- **EXERCISE PROMPT**: Starting with the line that contains "Target: white cloud", set down each line through the end of the entries below, exactly and with nothing added.
= Beginning of Section =
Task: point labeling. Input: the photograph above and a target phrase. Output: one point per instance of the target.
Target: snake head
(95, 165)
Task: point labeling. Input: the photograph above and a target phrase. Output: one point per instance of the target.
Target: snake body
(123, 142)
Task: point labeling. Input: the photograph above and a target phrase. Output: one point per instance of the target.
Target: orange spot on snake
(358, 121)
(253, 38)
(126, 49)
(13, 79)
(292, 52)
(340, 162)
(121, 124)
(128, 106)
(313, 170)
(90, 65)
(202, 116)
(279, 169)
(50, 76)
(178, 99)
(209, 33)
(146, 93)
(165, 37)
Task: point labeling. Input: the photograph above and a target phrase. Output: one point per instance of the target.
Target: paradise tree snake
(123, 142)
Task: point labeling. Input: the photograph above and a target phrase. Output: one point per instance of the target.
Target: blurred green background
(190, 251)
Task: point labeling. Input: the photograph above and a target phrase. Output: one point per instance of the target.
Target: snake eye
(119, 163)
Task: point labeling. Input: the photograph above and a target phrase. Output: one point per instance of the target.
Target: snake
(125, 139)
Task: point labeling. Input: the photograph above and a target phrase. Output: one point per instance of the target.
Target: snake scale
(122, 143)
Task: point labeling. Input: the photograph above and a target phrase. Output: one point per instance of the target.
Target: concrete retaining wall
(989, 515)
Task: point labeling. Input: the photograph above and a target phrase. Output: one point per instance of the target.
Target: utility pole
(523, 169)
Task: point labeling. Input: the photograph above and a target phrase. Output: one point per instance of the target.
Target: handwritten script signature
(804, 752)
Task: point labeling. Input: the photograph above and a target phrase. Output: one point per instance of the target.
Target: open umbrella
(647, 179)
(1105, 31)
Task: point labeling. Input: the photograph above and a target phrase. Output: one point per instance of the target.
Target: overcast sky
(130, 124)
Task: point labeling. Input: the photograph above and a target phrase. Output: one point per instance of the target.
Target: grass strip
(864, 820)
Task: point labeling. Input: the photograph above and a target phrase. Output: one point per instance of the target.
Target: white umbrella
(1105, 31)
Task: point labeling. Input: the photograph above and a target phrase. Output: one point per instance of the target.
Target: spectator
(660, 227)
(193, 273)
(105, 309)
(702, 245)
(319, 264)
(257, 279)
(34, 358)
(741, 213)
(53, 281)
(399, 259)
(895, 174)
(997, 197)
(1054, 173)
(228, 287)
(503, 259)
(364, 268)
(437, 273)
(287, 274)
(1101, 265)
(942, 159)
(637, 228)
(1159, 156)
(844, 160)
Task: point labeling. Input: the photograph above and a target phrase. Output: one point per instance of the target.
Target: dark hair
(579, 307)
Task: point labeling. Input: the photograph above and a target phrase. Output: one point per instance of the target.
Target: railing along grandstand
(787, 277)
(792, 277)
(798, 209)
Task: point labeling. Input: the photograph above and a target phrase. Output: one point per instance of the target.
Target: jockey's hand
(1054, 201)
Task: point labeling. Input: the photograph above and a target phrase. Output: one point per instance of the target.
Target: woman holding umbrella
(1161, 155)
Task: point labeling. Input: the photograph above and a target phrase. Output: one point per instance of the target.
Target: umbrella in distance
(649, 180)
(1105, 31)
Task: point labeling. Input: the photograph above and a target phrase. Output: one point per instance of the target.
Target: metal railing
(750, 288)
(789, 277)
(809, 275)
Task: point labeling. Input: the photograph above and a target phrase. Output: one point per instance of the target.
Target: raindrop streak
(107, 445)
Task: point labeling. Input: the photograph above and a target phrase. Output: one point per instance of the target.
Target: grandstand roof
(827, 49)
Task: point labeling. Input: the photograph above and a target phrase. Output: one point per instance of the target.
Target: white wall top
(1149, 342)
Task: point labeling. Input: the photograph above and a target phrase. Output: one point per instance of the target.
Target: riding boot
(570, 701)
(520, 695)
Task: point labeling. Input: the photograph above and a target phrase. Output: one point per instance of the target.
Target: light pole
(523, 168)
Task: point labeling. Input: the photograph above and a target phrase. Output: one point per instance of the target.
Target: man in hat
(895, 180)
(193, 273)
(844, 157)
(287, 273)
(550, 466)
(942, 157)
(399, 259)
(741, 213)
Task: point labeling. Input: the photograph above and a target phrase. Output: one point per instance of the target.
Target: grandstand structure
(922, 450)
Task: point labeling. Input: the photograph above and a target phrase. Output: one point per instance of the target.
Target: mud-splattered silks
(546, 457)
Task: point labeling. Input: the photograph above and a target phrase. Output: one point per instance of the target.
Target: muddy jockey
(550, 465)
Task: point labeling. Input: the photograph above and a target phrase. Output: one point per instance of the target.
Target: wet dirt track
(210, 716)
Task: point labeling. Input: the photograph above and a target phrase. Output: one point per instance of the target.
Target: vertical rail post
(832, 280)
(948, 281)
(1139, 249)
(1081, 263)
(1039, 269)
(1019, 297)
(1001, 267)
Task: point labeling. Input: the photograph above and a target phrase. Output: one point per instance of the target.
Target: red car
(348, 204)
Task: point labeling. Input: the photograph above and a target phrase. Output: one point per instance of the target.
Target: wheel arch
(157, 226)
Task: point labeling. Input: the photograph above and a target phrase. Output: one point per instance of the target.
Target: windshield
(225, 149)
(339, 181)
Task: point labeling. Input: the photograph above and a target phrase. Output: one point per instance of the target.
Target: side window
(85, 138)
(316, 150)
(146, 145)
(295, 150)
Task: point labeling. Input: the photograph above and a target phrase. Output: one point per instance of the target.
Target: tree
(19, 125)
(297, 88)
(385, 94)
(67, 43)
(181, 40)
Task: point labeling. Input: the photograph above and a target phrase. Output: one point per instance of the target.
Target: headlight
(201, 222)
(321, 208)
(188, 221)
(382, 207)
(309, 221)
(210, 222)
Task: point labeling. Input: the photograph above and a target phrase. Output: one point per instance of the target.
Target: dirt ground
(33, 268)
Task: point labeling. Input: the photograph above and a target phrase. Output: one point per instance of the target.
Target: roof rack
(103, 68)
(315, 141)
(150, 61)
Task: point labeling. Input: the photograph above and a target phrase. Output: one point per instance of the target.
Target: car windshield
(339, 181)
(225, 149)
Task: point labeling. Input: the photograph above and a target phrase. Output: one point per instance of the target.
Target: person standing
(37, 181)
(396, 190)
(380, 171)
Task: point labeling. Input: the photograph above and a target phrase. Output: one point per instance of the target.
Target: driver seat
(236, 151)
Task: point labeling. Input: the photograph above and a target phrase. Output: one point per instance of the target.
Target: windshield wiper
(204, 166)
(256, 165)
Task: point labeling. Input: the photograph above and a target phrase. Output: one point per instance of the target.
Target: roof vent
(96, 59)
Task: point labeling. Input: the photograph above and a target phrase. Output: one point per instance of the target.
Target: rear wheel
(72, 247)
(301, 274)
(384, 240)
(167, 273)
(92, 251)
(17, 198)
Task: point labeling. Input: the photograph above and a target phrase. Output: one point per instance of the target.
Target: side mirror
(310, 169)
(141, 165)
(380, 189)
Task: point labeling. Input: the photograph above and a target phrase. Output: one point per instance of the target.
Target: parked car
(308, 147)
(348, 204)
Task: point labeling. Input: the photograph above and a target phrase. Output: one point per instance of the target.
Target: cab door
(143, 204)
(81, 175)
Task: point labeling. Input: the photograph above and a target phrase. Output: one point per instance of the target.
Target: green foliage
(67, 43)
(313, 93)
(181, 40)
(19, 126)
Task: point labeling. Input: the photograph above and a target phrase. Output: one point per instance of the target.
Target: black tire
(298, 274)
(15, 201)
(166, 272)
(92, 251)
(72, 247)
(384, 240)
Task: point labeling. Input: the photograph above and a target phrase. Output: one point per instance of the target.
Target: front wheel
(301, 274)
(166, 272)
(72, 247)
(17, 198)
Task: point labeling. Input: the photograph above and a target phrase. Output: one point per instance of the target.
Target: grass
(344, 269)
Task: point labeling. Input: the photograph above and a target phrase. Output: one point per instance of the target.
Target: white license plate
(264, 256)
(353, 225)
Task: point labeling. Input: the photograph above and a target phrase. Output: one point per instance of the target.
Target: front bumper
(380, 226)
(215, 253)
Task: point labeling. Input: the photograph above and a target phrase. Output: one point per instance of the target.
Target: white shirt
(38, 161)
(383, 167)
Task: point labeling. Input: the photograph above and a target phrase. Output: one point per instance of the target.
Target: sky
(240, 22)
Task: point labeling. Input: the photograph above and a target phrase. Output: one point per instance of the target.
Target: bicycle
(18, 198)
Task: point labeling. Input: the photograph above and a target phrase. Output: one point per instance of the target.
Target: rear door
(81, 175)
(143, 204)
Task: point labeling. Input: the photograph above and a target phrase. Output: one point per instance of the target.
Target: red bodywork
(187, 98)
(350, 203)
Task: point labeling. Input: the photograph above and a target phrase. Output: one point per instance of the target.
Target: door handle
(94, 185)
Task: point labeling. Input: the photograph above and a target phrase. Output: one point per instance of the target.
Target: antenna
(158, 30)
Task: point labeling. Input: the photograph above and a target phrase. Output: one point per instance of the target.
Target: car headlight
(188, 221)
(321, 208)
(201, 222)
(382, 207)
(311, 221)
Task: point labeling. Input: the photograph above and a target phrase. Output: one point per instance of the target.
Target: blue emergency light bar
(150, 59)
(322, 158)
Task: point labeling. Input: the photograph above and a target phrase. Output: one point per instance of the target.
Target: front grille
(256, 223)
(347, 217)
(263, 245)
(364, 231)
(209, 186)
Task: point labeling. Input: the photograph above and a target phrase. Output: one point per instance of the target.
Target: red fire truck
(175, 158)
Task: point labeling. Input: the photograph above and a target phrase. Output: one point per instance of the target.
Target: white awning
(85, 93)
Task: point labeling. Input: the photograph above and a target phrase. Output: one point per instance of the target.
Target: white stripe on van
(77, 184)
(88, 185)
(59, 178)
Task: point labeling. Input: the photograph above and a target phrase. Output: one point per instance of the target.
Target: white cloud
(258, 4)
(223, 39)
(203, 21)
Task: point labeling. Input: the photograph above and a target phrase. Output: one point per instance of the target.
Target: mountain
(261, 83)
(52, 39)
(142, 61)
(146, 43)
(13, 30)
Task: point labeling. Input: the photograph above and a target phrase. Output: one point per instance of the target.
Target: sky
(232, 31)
= End of Section =
- **EXERCISE RESPONSE**:
Target: white cloud
(258, 4)
(223, 39)
(203, 21)
Task: point labeling. Input: the photograph above and a target phrase. Output: one point per instance of the target.
Target: mountain
(261, 83)
(52, 39)
(142, 61)
(146, 43)
(13, 30)
Task: point labeling. Input: the photograph above and a target phrase. Output: one point per instance of the target.
Target: sky
(232, 31)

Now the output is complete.